§ **Stored data entries**
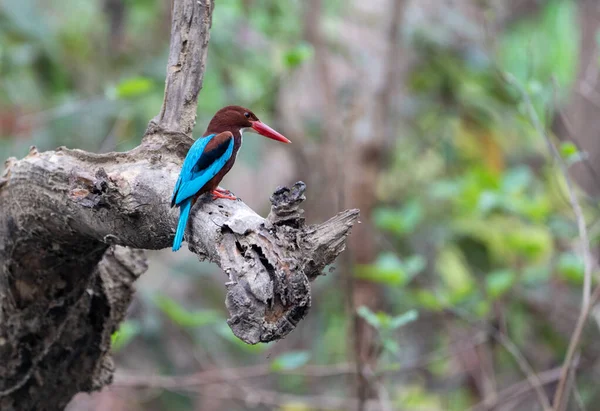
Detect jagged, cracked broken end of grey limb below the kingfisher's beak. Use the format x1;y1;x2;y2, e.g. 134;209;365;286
185;182;358;344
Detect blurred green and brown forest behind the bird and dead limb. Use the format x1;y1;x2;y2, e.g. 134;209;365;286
0;0;600;411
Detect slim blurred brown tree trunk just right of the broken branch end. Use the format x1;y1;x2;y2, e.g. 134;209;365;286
346;0;408;404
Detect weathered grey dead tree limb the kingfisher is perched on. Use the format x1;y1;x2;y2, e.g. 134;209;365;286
0;0;358;410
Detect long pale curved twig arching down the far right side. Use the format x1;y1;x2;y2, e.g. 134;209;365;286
505;74;593;411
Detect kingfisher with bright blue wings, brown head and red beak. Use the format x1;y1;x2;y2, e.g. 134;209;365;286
171;106;291;251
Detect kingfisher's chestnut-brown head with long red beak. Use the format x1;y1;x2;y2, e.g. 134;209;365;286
206;106;291;143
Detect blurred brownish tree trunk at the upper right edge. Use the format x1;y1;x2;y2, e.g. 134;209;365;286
554;0;600;196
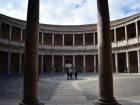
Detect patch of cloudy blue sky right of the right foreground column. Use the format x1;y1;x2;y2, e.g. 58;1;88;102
109;0;140;20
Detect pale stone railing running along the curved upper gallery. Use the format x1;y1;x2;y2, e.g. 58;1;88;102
0;37;140;51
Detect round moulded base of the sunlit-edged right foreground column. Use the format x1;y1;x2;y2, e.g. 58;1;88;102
95;98;121;105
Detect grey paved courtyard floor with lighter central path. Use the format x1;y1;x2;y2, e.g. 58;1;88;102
0;73;140;105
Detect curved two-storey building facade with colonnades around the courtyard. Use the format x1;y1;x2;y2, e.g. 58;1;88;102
0;13;140;75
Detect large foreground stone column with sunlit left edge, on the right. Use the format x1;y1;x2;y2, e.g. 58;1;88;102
96;0;118;105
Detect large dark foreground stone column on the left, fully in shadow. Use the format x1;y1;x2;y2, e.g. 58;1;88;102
20;0;43;105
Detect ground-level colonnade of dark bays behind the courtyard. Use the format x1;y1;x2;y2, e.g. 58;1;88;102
0;50;140;75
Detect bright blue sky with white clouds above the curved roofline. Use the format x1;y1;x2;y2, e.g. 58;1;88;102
0;0;140;25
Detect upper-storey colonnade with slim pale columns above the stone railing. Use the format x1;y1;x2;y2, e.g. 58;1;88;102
0;18;140;46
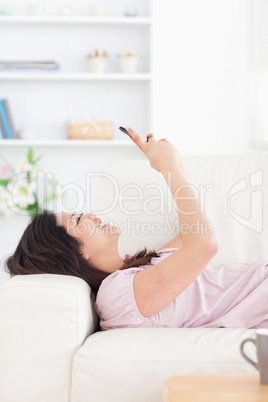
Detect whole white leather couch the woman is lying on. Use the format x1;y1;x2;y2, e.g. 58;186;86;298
0;153;268;402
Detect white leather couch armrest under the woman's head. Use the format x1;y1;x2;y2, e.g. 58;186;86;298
0;274;96;402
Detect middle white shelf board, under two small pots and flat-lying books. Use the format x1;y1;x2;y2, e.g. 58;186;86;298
0;71;151;82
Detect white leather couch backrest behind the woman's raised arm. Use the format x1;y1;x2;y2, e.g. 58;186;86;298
96;153;268;265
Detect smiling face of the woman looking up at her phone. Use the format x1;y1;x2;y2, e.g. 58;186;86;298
56;212;121;260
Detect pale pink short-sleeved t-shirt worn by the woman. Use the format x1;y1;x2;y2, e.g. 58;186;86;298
95;248;268;330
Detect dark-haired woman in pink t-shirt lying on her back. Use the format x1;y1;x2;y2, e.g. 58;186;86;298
7;128;268;329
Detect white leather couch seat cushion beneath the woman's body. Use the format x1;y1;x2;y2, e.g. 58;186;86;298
71;328;256;402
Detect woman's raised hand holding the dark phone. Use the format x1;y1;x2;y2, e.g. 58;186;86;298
126;127;183;173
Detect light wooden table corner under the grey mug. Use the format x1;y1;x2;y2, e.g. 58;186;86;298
163;374;268;402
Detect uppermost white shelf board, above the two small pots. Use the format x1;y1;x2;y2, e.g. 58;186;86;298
0;15;151;26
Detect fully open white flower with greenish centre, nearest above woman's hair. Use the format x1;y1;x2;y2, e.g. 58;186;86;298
7;177;36;208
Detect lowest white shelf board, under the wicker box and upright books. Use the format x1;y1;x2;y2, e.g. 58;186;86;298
0;139;136;149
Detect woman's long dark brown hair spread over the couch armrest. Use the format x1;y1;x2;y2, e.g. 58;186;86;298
6;211;158;295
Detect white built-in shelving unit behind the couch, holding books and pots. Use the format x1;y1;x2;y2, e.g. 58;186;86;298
0;0;152;147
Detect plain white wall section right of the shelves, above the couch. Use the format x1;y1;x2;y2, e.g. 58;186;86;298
152;0;252;154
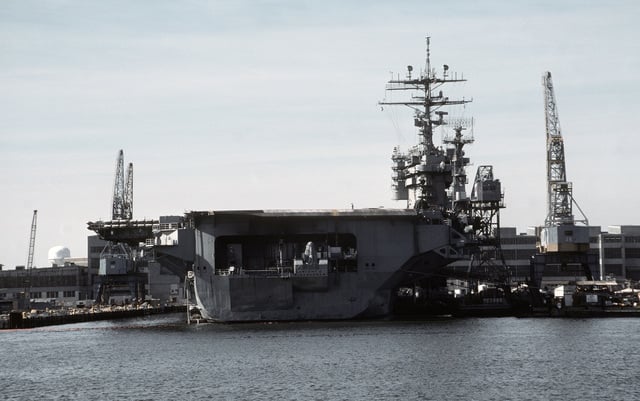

§ **The problem**
Reproduce the data above in full, exactly, with the images removed.

§ **Response to the exercise**
Detect jagged, cracked broken end of grey limb below the kingfisher's beak. Use the format x1;y1;x2;y2, e.g. 134;209;365;286
185;182;358;344
Detect blurred green and brown forest behind the bird and dead limb. Use the format x1;y1;x2;y2, e.g. 134;209;365;286
0;0;600;411
Detect slim blurred brown tree trunk just right of the broken branch end. Use the format x1;y1;x2;y2, e.g. 134;209;365;286
346;0;408;404
Detect weathered grey dead tree limb the kingfisher is perched on. Use the format x1;y1;x2;y2, e.g. 134;209;365;286
0;0;358;410
Detect long pale curved twig arching down the far right side. Use the format x1;y1;x2;y2, e.g. 134;209;365;286
505;74;593;411
Detect kingfisher with bright blue wings, brown head and red beak. Use the format x1;y1;x2;y2, e.g. 134;209;365;286
171;106;291;251
Detect kingfisher's chestnut-brown head with long red beak. Use the format x1;y1;x2;y2, e.g. 134;209;365;286
206;106;291;143
Detect blurred brownish tree trunk at the upper right edge. Use the format x1;y1;x2;y2, e.g. 134;209;365;286
554;0;600;196
Detect patch of cloudy blue sky right of the right foreground column. Use the format x1;y1;x2;y2, e.g. 58;1;88;102
109;0;140;20
Detect pale stone railing running along the curved upper gallery. Use the format x1;y1;x2;y2, e.g. 58;1;88;102
0;37;140;51
Detect round moulded base of the sunlit-edged right foreground column. Use the format x1;y1;x2;y2, e.g. 58;1;88;102
95;98;121;105
Detect grey paved courtyard floor with lighter central path. Use the format x1;y1;x2;y2, e.g. 58;1;88;102
0;73;140;105
Detect curved two-storey building facade with colonnades around the courtyard. Use the format x1;y1;x2;y2, e.g. 58;1;88;102
0;13;140;75
Detect large foreground stone column with sunlit left edge, on the right. Use the format x1;y1;x2;y2, e.g. 58;1;88;102
96;0;118;105
Detect large dark foreground stone column on the left, fully in shadow. Use the format x1;y1;x2;y2, e.g. 58;1;88;102
20;0;43;105
Detect ground-level colonnade of dark bays behind the courtyard. Use the format x1;y1;x2;y2, e.g. 58;1;88;102
0;50;140;75
Detect bright blue sky with white clouds above the curved roofline. Use the format x1;y1;x2;y2, e.g. 58;1;88;102
0;0;140;25
Detect upper-storey colonnade with slim pale columns above the stone railing. Use the format x1;y1;x2;y2, e.g. 58;1;88;102
0;18;140;46
Detect whole white leather couch the woman is lying on. Use the format x1;y1;x2;y2, e.g. 58;186;86;298
0;153;268;402
Detect white leather couch armrest under the woman's head. Use the format x1;y1;x2;y2, e.g. 58;186;86;298
0;274;96;402
Detect middle white shelf board, under two small pots and flat-lying books. Use the format x1;y1;x2;y2, e.g. 58;186;86;298
0;71;151;82
Detect white leather couch backrest behind the woman's raised arm. Use the format x1;y1;x2;y2, e.g. 58;186;86;298
96;153;268;265
Detect smiling face of the woman looking up at her phone. Use the format x1;y1;x2;y2, e.g. 58;186;86;298
56;212;121;260
Detect pale pink short-sleeved t-shirt worn by the woman. Use the format x1;y1;x2;y2, e.g. 58;186;86;298
95;248;268;330
Detect dark-haired woman in pink t-shirt lying on her back. Use the format x1;y1;x2;y2, e.g. 58;186;86;298
7;128;268;329
Detect white leather couch seat cushion beneath the woman's body. Use the format x1;y1;x2;y2, e.g. 58;186;86;298
71;328;256;402
Detect woman's raised hand holding the dark phone. Use the format x1;y1;x2;y2, e.g. 58;186;86;298
126;127;183;173
Detect light wooden table corner under the grey mug. Use the format x1;y1;x2;y2, e.g. 58;186;86;298
163;374;268;402
Detect uppermost white shelf board, above the two small pots. Use the format x1;y1;x2;y2, e.g. 58;186;86;298
0;15;151;26
Detect fully open white flower with greenish centre, nearest above woman's hair. Use the format x1;y1;x2;y2, e.g. 58;186;86;298
7;177;36;208
Detect lowest white shelf board, under the wicker box and upright books. Use the format x1;y1;x2;y2, e.g. 58;186;86;298
0;139;136;149
Detect woman's long dark brown hair spread over the couch armrest. Use the format x1;y1;x2;y2, e.g. 58;186;86;298
6;211;158;295
Detect white built-in shelving unit behind the couch, holding books and pots. Use the format x1;y1;x2;y2, e.g. 58;186;86;298
0;0;152;147
Detect plain white wall section right of the shelves, above the couch. Use the format x1;y1;x2;y2, e.g. 58;186;86;298
152;0;252;154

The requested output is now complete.